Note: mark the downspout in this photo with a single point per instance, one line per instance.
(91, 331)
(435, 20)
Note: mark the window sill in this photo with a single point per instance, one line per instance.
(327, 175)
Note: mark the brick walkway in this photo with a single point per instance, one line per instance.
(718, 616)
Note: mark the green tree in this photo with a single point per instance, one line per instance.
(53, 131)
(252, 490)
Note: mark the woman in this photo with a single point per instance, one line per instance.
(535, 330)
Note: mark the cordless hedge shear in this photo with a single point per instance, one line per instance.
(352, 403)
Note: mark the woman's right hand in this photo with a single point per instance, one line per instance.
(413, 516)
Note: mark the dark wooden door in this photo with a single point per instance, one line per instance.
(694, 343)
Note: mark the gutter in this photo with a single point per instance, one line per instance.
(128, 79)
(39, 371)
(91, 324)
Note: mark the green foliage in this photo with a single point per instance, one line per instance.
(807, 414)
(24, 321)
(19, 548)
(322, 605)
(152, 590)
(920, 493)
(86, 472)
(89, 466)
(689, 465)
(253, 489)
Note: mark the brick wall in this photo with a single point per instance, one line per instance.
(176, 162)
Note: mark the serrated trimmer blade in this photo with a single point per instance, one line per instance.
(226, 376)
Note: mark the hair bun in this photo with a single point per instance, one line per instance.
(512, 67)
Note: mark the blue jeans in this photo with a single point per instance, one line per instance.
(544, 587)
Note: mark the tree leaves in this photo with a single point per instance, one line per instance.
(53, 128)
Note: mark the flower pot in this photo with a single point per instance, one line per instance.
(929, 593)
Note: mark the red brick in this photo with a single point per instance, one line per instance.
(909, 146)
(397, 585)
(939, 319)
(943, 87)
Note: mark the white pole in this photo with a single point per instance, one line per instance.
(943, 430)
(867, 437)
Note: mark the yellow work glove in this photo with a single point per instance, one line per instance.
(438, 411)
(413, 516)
★ ★ ★ ★ ★ ★ ★
■ **Objective**:
Could you set down every line of the material above again, word for word and with nothing changed?

■ **Correct answer**:
Note: mark the downspout in this photo with a single point per instance, one line per instance.
(91, 331)
(435, 20)
Note: mark the window sill in this photo with a single point per instance, one line per instance.
(327, 175)
Note: mark the brick walkway in this photo with a single point per instance, one line per instance.
(718, 616)
Note: mark the green tree in this photo with a single point per instance, one line per instance.
(53, 131)
(252, 490)
Note: mark the woman in this photo with a single point per instance, one line per instance.
(535, 330)
Note: mark the cordless hedge shear in this photo with a single point per instance, one line per instance.
(352, 403)
Note: mark the woman's right hand in this photo with a single point per instance, one line per instance.
(413, 516)
Note: mark the dark wooden door in this photo with a single point per instance, one line per instance.
(694, 343)
Note: mark the gutter in this photo with a single point per instance, one line per instance.
(128, 79)
(39, 371)
(91, 324)
Note: mark the green foliage in this photo with a single point per instance, one line per instance.
(807, 414)
(24, 321)
(19, 548)
(322, 605)
(152, 590)
(920, 493)
(86, 472)
(89, 466)
(689, 465)
(253, 489)
Note: mark the brick wall in this photo with a single point per instance, one line per instance.
(176, 162)
Note: mark the serrated trimmer blade in this photo with a single point per instance, one line per instance.
(226, 376)
Note: mark the hair bun in this photo with a single point per instance, one line per instance.
(512, 67)
Note: mark the blue jeans in this photo with a single point per instance, one line per instance.
(544, 587)
Note: mark the tree leaves in this photo with a single point per instance, one line per instance.
(53, 128)
Note: mark the flower pot in this photo with a single point per instance, one line per instance.
(929, 593)
Note: mark the red brick in this photo with a single point per instance, one line per instance.
(909, 146)
(397, 585)
(939, 319)
(943, 87)
Note: mark the white pole in this photo with a single point per instance, one line per instance.
(943, 430)
(867, 437)
Note: mark the yellow work glove in this photo with a single point per instance, one line per instance.
(438, 411)
(413, 516)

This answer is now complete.